▸ Exercise prompt
In the records that follow, find each line with the word "below" and copy it.

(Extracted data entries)
- Opening Delimiter -
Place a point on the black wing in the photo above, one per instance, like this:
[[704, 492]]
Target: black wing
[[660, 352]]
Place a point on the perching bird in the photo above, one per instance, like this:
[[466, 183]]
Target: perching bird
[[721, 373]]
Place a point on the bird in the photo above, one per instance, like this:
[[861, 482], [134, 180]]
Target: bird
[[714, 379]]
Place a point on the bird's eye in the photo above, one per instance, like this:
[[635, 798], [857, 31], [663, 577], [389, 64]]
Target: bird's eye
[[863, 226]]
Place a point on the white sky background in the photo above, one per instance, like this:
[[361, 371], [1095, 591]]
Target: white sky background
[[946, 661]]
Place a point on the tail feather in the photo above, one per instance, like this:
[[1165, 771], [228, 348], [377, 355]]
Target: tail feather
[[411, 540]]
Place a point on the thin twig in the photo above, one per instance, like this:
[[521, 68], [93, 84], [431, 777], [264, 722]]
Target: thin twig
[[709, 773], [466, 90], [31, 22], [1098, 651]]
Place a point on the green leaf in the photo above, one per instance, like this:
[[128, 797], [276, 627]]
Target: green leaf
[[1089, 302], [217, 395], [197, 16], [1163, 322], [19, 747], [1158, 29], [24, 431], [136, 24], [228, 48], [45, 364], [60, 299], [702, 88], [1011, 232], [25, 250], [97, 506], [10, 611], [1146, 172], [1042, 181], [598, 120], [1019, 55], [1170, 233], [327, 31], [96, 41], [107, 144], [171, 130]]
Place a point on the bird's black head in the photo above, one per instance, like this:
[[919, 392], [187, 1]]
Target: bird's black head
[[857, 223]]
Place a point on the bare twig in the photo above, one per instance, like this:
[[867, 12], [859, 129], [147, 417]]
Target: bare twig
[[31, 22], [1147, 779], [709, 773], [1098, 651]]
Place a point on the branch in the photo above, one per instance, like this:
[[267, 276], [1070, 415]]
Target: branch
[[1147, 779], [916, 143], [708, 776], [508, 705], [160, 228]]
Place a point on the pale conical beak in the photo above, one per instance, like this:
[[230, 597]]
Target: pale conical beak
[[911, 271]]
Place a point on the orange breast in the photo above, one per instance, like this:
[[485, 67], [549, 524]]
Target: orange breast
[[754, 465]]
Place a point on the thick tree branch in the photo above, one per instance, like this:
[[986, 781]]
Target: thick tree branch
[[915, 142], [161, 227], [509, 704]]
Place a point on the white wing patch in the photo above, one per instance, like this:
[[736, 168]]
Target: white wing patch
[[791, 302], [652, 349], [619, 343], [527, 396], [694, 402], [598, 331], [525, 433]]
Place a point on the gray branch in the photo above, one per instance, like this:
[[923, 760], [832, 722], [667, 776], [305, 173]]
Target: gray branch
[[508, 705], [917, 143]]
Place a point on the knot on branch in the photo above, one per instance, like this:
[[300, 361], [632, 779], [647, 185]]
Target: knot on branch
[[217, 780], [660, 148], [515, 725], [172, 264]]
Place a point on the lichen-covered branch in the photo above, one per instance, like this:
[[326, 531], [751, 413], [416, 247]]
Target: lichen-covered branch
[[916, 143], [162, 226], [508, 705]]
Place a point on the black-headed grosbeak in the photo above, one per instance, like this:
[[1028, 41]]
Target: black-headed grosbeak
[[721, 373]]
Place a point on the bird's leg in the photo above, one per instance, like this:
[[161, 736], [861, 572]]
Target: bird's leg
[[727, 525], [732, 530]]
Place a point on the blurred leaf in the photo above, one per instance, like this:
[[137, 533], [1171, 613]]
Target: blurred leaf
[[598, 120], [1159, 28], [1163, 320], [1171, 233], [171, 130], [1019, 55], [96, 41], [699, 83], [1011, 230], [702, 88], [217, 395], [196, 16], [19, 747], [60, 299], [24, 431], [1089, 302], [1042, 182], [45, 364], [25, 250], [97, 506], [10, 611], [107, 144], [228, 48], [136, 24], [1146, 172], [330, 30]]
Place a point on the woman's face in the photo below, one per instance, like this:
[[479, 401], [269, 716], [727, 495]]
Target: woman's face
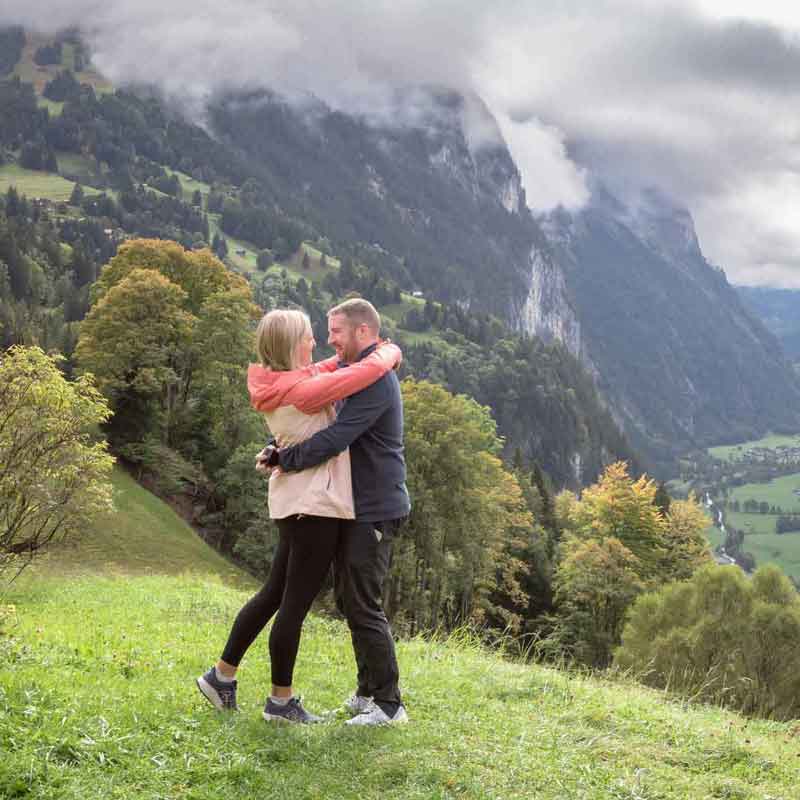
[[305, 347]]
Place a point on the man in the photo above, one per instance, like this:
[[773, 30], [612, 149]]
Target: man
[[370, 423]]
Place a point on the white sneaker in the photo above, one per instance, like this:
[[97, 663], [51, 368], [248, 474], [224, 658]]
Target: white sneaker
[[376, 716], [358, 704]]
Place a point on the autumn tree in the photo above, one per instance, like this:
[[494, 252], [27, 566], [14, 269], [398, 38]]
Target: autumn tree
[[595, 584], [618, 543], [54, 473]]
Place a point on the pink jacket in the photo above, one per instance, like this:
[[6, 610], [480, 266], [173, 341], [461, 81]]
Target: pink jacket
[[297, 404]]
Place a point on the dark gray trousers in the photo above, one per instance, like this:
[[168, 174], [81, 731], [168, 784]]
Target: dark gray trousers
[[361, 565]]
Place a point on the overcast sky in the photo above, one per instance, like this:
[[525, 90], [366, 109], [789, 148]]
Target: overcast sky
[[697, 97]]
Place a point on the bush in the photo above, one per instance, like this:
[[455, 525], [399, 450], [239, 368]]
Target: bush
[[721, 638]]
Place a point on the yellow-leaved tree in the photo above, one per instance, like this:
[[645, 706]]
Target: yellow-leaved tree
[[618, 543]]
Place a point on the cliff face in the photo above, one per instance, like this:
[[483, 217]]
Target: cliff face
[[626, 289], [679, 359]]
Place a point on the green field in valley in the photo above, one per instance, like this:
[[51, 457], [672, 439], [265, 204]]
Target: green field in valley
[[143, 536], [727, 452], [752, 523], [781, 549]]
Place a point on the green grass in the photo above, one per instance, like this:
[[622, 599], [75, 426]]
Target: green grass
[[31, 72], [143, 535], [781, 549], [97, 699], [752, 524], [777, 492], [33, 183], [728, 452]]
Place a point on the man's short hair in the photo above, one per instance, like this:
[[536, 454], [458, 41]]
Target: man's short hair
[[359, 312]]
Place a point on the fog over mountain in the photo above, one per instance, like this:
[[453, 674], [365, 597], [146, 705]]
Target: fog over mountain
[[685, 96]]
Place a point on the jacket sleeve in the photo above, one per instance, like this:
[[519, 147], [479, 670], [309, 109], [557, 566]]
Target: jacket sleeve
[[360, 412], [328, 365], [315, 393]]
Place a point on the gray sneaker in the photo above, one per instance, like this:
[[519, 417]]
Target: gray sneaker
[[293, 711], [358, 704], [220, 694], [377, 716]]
- Closing Delimiter -
- Opening Delimiter -
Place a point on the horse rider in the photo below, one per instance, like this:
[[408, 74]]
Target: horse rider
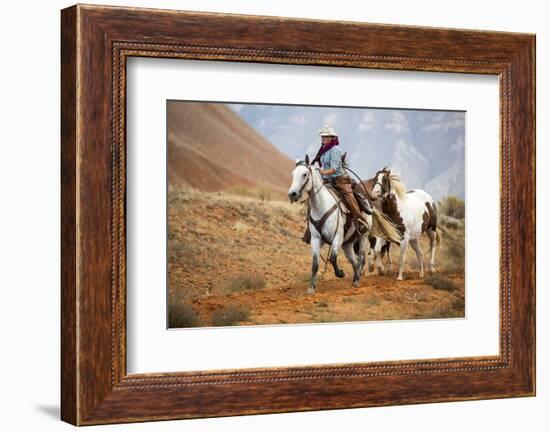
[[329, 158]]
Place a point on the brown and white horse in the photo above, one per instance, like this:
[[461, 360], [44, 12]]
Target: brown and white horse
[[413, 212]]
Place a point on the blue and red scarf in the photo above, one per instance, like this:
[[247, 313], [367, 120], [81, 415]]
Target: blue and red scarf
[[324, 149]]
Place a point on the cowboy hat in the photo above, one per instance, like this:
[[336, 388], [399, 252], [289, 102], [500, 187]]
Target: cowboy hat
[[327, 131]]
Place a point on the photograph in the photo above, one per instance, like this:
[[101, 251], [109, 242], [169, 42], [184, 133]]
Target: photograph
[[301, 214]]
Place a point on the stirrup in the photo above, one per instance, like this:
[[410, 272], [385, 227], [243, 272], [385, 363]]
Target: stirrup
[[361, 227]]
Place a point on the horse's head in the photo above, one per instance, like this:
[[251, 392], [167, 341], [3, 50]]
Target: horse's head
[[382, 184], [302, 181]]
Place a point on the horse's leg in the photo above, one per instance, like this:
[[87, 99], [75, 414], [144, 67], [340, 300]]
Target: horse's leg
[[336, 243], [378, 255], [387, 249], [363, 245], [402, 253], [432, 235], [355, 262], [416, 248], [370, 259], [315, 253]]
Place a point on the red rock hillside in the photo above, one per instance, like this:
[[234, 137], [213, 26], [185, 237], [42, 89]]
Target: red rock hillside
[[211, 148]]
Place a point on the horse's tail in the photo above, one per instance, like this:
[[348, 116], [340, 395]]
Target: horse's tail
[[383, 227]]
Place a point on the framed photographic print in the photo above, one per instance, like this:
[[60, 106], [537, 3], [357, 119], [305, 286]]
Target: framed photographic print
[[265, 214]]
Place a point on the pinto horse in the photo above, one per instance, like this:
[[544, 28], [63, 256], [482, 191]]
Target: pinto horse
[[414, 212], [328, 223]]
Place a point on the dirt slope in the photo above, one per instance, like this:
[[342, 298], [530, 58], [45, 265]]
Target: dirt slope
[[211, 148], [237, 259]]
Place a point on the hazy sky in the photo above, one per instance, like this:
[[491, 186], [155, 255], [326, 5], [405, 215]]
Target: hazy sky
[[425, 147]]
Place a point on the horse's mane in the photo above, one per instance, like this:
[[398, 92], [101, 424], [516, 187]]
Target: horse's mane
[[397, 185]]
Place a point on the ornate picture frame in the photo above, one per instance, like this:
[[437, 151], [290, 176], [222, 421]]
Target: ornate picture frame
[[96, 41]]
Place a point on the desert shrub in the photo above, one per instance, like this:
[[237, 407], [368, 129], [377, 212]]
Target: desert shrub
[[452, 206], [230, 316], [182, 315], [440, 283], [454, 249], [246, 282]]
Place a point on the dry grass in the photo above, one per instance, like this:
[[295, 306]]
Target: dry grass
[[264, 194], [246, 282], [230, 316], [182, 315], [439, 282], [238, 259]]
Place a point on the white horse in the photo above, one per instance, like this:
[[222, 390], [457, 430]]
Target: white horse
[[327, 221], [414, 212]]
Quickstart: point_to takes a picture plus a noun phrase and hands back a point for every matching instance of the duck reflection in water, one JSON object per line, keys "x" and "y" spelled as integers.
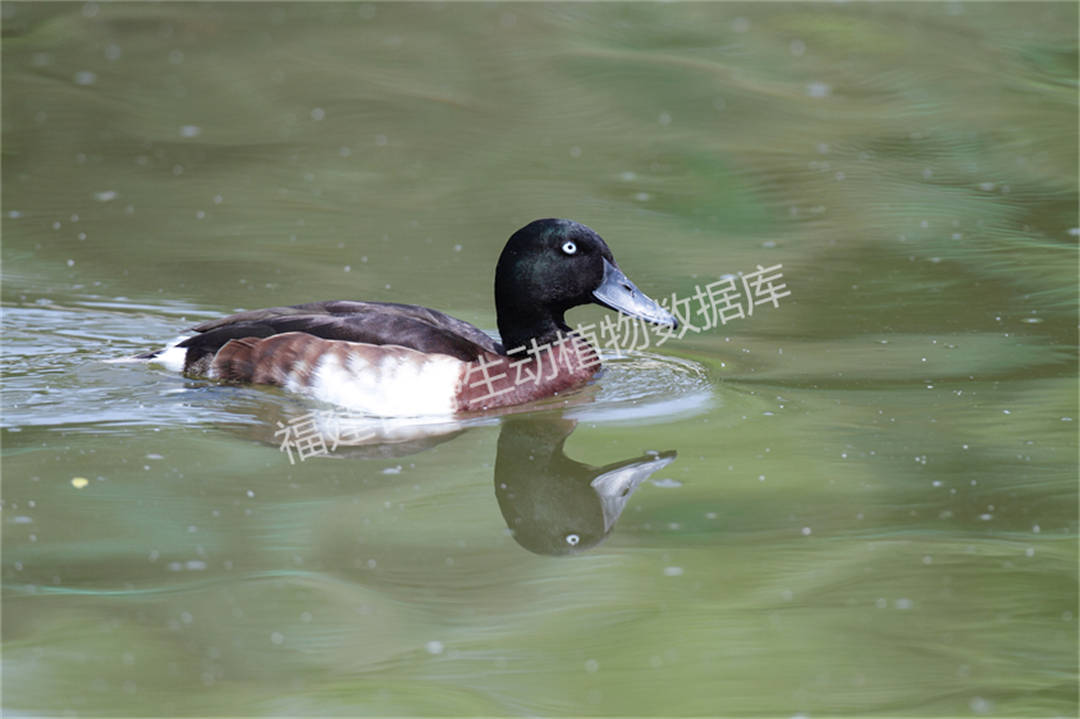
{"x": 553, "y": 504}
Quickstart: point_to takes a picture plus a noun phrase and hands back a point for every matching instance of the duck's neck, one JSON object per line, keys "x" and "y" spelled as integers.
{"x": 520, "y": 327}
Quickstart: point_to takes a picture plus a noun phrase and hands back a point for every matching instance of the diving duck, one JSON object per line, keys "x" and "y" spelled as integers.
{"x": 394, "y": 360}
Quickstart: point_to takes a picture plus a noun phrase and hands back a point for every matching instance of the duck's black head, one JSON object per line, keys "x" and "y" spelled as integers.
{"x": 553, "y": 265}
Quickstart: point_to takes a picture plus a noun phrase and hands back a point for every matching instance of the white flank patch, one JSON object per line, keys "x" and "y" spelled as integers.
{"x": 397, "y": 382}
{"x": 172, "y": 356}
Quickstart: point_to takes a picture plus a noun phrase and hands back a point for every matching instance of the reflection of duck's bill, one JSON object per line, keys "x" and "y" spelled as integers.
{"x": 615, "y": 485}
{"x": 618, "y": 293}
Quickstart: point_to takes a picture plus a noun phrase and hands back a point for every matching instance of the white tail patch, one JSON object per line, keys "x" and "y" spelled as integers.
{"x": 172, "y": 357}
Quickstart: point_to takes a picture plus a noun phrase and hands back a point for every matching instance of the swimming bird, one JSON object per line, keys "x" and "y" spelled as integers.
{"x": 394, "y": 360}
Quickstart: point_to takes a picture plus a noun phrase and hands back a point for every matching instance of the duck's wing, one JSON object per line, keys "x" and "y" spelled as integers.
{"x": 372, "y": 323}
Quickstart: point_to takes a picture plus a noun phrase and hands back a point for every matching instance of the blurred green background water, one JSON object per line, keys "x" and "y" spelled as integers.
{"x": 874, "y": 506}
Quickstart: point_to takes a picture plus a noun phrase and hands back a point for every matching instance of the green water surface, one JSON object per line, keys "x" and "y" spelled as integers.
- Closing Delimiter -
▸ Solution to this task
Place a point on the woman's face in the photo below, one per instance, like this:
Place a point on the horse rider in the photo below, one per instance, like this:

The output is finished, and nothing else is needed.